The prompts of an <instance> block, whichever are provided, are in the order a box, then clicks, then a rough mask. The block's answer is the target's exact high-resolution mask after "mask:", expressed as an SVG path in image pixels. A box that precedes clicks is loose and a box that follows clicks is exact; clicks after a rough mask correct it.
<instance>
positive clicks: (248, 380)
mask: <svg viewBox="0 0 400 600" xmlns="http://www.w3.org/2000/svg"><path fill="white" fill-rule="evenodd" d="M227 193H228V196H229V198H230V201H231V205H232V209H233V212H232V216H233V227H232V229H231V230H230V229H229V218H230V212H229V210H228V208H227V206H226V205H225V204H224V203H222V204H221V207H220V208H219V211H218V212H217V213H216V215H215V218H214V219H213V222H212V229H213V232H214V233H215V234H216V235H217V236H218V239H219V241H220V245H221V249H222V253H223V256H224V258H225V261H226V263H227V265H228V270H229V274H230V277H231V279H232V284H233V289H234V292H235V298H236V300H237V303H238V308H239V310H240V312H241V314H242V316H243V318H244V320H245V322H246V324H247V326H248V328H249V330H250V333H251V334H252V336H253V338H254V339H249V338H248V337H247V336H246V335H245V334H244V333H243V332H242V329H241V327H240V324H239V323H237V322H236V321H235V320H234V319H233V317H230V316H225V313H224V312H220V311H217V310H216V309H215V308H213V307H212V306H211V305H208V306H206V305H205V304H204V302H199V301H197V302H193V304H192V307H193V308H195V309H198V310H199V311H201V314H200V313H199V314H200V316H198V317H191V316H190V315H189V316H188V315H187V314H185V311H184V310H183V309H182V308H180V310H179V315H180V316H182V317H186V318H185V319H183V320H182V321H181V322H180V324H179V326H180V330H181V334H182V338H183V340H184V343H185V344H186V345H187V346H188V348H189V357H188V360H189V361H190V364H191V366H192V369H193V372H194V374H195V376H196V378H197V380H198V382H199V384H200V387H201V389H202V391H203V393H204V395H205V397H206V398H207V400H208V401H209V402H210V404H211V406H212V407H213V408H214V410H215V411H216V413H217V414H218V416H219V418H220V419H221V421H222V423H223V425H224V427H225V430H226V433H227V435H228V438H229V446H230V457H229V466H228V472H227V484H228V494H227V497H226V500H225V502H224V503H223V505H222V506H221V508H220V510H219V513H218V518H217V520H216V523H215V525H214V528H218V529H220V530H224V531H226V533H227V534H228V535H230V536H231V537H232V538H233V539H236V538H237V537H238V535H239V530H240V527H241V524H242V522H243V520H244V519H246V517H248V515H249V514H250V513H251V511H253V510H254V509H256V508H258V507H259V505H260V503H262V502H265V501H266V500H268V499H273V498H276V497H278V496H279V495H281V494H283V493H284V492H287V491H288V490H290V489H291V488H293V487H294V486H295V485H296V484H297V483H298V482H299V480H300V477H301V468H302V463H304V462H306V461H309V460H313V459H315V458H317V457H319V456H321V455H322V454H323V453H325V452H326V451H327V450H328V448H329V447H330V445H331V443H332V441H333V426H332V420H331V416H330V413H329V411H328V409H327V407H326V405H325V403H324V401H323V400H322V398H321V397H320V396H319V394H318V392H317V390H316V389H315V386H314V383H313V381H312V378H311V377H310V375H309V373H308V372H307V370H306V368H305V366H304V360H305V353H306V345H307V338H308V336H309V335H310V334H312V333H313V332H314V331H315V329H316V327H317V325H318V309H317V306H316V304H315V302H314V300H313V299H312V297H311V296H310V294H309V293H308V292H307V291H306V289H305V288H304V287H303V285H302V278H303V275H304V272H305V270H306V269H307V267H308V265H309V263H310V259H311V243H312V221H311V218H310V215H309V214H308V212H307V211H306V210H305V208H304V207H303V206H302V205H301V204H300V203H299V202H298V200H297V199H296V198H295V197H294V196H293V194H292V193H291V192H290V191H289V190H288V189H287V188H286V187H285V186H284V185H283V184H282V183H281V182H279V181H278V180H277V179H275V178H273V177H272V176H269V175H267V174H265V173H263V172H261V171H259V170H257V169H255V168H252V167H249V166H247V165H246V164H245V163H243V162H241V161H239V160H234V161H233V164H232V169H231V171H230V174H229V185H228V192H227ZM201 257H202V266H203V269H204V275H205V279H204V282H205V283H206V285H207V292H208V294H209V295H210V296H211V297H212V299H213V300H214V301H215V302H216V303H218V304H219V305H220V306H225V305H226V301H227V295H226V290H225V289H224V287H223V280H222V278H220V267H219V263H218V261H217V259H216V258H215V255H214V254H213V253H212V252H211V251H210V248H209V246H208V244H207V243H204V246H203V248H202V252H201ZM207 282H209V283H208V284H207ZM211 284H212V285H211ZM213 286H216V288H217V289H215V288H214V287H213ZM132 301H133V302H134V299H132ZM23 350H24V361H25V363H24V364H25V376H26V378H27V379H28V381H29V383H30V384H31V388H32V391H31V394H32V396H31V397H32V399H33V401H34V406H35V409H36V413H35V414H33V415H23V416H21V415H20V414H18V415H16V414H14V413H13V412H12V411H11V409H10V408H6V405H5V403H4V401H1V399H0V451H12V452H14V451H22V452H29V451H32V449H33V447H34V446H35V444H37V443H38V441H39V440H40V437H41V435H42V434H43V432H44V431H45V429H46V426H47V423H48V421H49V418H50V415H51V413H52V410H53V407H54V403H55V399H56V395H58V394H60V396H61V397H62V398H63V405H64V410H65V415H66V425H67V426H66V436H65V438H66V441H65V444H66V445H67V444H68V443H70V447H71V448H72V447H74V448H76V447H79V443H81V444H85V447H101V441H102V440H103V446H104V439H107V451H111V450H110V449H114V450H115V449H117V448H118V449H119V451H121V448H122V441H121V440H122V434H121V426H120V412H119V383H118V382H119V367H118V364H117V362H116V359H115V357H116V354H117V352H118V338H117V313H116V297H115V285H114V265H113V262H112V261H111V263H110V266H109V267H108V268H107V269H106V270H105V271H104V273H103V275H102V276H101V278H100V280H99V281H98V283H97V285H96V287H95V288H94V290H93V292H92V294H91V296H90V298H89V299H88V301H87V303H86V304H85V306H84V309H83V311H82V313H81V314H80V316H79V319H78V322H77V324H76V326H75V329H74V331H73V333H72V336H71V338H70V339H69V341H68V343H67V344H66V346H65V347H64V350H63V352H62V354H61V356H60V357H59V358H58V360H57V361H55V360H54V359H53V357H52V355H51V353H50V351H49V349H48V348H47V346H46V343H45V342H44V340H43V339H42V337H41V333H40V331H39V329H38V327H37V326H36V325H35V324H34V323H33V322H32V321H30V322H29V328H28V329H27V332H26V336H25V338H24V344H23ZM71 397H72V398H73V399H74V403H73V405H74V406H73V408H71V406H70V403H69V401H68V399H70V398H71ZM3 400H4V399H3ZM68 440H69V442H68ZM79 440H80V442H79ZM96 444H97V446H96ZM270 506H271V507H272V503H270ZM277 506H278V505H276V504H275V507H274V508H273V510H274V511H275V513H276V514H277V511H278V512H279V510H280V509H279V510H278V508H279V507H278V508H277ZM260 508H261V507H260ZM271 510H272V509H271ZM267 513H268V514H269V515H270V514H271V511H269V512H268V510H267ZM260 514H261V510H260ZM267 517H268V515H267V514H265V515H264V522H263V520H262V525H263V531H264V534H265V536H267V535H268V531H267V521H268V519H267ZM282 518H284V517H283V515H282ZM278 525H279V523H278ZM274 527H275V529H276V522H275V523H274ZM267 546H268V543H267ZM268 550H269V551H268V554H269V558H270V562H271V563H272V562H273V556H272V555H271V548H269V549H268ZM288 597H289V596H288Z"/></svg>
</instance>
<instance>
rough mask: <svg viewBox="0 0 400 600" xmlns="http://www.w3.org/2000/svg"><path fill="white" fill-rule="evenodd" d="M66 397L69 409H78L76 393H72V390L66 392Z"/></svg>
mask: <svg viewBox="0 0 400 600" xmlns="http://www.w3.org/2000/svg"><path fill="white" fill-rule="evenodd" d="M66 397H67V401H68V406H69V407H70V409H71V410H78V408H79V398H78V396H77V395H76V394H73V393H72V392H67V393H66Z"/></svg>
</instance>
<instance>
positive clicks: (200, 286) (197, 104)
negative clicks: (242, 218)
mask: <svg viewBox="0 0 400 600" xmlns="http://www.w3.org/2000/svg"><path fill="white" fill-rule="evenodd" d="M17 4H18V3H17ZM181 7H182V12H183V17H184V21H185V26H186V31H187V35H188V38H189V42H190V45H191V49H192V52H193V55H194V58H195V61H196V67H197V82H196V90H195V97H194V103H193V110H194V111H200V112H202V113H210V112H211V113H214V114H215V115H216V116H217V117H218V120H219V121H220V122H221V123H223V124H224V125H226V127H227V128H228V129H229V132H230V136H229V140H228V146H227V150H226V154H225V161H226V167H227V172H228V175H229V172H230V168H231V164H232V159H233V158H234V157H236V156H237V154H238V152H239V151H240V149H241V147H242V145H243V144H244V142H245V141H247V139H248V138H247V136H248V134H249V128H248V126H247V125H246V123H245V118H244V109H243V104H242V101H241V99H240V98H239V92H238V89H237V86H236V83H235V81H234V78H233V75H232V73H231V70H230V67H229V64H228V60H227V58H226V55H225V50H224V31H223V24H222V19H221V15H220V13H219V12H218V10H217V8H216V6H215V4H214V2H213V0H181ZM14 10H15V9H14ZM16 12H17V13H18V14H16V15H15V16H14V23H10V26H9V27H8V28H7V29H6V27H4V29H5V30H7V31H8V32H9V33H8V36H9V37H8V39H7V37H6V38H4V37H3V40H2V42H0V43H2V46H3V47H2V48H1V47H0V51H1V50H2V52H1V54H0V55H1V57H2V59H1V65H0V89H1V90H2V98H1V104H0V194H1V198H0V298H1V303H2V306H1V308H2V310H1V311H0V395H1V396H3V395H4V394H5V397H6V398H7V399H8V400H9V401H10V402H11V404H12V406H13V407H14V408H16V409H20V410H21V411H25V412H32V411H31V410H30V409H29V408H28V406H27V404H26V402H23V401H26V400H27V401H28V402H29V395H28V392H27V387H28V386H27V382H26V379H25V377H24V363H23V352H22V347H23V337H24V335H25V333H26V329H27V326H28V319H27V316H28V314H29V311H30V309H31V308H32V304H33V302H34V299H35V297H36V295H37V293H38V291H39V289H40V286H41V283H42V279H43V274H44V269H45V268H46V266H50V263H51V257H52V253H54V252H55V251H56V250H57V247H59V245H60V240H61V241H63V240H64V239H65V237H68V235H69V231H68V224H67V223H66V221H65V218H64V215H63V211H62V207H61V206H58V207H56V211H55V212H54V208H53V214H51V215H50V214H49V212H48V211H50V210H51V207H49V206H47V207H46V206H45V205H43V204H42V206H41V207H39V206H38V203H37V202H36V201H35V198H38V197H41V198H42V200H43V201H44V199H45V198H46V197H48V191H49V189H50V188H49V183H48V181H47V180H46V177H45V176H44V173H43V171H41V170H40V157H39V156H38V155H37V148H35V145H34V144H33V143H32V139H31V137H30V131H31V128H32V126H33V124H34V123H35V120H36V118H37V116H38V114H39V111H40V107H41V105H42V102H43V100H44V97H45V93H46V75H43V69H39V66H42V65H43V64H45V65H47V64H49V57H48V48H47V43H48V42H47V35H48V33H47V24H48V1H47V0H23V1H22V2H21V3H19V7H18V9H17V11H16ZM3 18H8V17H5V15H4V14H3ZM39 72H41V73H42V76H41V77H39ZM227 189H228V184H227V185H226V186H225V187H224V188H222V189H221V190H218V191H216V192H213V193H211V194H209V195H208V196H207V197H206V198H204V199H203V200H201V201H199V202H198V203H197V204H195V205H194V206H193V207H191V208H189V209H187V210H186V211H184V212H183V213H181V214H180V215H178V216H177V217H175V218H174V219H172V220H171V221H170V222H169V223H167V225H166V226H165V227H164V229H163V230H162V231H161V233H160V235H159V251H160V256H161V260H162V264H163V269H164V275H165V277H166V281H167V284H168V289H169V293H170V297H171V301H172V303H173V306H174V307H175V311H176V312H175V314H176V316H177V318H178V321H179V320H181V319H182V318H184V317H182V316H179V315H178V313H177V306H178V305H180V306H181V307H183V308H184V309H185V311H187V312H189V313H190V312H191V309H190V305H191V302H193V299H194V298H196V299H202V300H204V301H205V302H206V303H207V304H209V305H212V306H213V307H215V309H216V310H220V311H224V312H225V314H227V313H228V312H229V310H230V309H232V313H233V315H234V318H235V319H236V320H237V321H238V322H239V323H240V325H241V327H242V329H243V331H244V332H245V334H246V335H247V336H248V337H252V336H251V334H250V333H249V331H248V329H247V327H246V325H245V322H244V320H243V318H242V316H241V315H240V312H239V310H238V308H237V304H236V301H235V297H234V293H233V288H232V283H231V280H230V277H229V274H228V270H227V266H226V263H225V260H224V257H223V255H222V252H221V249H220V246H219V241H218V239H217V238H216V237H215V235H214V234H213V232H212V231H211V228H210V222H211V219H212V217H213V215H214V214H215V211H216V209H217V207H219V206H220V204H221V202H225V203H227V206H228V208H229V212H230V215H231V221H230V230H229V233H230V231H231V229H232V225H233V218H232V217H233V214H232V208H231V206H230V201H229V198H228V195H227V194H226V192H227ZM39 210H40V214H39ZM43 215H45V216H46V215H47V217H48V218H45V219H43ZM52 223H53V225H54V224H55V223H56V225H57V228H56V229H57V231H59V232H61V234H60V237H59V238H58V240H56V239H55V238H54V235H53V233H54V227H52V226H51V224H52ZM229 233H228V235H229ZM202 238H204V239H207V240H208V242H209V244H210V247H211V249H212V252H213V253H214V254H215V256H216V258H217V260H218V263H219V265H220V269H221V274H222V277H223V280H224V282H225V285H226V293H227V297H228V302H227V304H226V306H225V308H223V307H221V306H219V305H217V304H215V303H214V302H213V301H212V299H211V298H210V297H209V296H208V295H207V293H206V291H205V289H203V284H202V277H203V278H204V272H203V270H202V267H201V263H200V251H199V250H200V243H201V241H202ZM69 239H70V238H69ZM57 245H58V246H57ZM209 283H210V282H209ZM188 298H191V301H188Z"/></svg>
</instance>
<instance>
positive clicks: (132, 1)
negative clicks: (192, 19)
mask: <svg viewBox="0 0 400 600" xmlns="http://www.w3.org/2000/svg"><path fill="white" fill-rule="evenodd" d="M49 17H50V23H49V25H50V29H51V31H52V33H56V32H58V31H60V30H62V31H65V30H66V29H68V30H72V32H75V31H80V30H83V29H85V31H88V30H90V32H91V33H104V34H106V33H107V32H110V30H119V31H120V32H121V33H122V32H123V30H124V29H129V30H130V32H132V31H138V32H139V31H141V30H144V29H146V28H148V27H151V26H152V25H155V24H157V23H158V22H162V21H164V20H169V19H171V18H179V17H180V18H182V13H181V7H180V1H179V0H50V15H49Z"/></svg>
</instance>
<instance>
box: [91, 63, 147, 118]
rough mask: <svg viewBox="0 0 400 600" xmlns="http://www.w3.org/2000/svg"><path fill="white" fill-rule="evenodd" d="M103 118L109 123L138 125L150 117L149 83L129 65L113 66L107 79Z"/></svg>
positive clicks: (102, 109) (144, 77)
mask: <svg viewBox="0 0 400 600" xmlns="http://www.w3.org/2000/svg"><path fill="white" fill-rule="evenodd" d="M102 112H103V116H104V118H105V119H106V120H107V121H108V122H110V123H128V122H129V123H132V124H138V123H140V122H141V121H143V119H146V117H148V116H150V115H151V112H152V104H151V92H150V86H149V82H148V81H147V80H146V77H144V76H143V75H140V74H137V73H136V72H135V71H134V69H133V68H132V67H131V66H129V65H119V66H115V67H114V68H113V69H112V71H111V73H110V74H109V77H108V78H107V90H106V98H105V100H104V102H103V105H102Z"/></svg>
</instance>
---
**INSTRUCTIONS TO FOLLOW:**
Each line of the entries above that includes the string "positive" should be copied out.

**EXERCISE OUTPUT:**
positive clicks: (248, 380)
positive clicks: (200, 286) (197, 104)
positive clicks: (132, 1)
positive clicks: (102, 109) (144, 77)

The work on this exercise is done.